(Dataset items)

__________

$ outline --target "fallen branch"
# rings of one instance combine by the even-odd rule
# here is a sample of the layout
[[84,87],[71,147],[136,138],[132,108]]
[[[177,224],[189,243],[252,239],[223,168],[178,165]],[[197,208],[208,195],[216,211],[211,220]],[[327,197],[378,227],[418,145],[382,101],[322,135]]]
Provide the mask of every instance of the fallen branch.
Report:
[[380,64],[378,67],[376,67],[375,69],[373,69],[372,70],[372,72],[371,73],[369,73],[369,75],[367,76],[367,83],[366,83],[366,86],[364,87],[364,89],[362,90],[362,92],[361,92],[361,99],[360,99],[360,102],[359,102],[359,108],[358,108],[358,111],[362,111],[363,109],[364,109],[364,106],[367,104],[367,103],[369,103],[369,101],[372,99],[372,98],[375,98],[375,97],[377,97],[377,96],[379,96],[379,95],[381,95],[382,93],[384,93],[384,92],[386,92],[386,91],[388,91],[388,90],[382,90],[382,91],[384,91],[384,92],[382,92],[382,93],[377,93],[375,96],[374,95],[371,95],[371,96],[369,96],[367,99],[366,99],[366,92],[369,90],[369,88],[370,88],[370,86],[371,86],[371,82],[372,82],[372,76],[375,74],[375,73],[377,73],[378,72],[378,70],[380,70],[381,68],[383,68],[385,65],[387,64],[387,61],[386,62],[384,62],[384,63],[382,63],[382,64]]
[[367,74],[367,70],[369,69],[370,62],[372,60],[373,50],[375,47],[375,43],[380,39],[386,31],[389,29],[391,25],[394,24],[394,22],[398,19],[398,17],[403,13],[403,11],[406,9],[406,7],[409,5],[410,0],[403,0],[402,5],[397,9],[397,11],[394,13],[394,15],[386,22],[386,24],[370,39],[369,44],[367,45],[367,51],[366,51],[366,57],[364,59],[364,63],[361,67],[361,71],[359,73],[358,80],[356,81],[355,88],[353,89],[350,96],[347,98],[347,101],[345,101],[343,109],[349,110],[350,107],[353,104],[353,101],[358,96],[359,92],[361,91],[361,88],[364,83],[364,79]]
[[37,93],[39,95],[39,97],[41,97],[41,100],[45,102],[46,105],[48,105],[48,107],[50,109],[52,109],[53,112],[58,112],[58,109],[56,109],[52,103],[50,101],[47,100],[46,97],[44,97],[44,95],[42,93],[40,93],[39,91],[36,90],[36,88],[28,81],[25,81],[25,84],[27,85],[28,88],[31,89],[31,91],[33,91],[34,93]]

__________

Your task: List each line in the rows above that contains the string "fallen". Case counts.

Task response:
$ outline --target "fallen branch"
Provide the mask of every instance of the fallen branch.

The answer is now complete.